Rewrite all of the rows below, requests included, multiplying every coordinate in the answers by 1.25 and rounding each result to a whole number, with halves rounded up. Leave the numbers in the requests and in their format samples unchanged.

▶

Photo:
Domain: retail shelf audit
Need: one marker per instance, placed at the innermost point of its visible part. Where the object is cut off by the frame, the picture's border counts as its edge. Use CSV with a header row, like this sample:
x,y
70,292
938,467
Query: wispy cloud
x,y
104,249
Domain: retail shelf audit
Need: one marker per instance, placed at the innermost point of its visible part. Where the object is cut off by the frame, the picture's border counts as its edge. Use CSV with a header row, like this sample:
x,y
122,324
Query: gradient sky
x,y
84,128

◀

### The solution
Photo:
Domain: retail shelf audit
Need: one marker per instance, placed at the innermost point of its visible part. Where the object is cut off by the frame, the picture's border counts as its edge. Use CSV with a header row, like this sample:
x,y
70,292
938,467
Query: wispy cloud
x,y
130,311
Domain: retail shelf audit
Need: one marker per instance, placed at the innermost point of its visible part. Where the object is cut off by the frame, the picture's border counts as its edge. Use CSV with a header row, like this sample:
x,y
122,324
Query: gradient sky
x,y
105,160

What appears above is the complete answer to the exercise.